- Text passage:
* * *

Synchronous Mode: Safety vs Performance

Mode	Behavior	Use When
`FULL`	Sync WAL before each commit	Default - data integrity is critical
`NORMAL`	Sync WAL before checkpoint only	High-throughput, battery-backed storage, or acceptable data loss
`OFF`	No syncs	Testing only, high corruption risk

Why FULL is the default:

SqliteBackend stores file content—losing data on power failure is unacceptable
Consumer SSDs often lack power-loss protection
Filesystem users expect durability guarantees

When to use NORMAL:

#![allow(unused)]
fn main() {
// Opt-in for performance when you have:
// - Enterprise storage with battery-backed write cache
// - UPS-protected systems
// - Acceptable risk of losing last few transactions
let backend = SqliteBackend::builder()
    .synchronous(Synchronous::Normal)
    .build()?;
}

Cache Size Tuning

The default 32MB cache is conservative. Tune based on your dataset:

Dataset Size	Recommended Cache	Rationale
< 100MB	8-16MB	Small datasets fit in cache easily
100MB - 1GB	32-64MB	Default is appropriate
1GB - 10GB	64-128MB	Larger cache reduces disk I/O
> 10GB	128-256MB	Diminishing returns above this

#![allow(unused)]
fn main() {
// Configure via builder
let backend = SqliteBackend::builder()
    .cache_size_mb(64)
    .build()?;
}

WAL vs Rollback Journal

Aspect	WAL Mode	Rollback Journal
Concurrent reads during write	✅ Yes	❌ No (blocked)
Read performance	Faster	Slower
Write performance	Similar	Similar
File count	3 files (.db, .wal, .shm)	1-2 files
Crash recovery	Automatic	Automatic

Always use WAL for filesystem backends.

WAL Checkpointing

WAL files grow until checkpointed. SQLite auto-checkpoints at 1000 pages, but you can control this:

#![allow(unused)]
fn main() {
// Manual checkpoint (call periodically or after bulk operations)
conn.execute_batch("PRAGMA wal_checkpoint(TRUNCATE);")?;

// Or configure auto-checkpoint threshold
conn.execute_batch("PRAGMA wal_autocheckpoint = 1000;")?;  // pages
}

Checkpoint modes:

PASSIVE - Checkpoint without blocking writers (may not complete)
FULL - Wait for writers, then checkpoint completely
RESTART - Like FULL, but also resets WAL file
TRUNCATE - Like RESTART, but truncates WAL to zero bytes

For filesystem backends, run TRUNCATE checkpoint:

During quiet periods
After bulk imports
Before backups

Busy Handling

Even with a write queue, reads might briefly block during checkpoints. Handle this gracefully:

#![allow(unused)]
fn main() {
fn open_connection(path: &Path) -> Result<Connection, rusqlite::Error> {
    let conn = Connection::open(path)?;

    // Wait up to 30 seconds if database is busy
    conn.busy_timeout(Duration::from_secs(30))?;

    // Or use a custom busy handler
    conn.busy_handler(Some(|attempts| {
        if attempts > 100 {
            false  // Give up after 100 retries
        } else {
            std::thread::sleep(Duration::from_millis(10 * attempts as u64));
            true   // Keep trying
        }
    }))?;

    Ok(conn)

* * *

- Data section:
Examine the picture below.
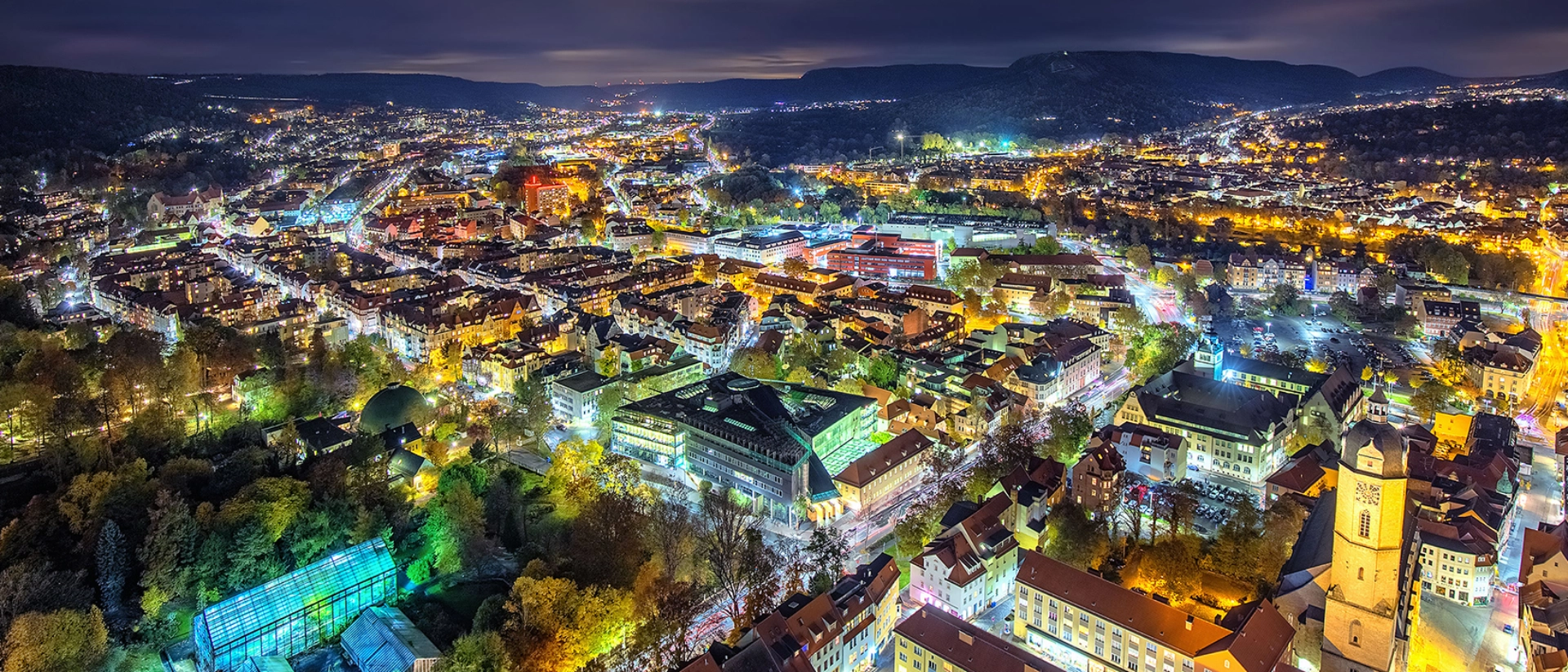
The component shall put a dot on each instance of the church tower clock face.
(1368, 494)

* * *

- Your objective: Please state the page count at which SQLite auto-checkpoints WAL files, according to the SQLite tuning text. The data is separate material, unrelated to the SQLite tuning text.

- The result: 1000 pages.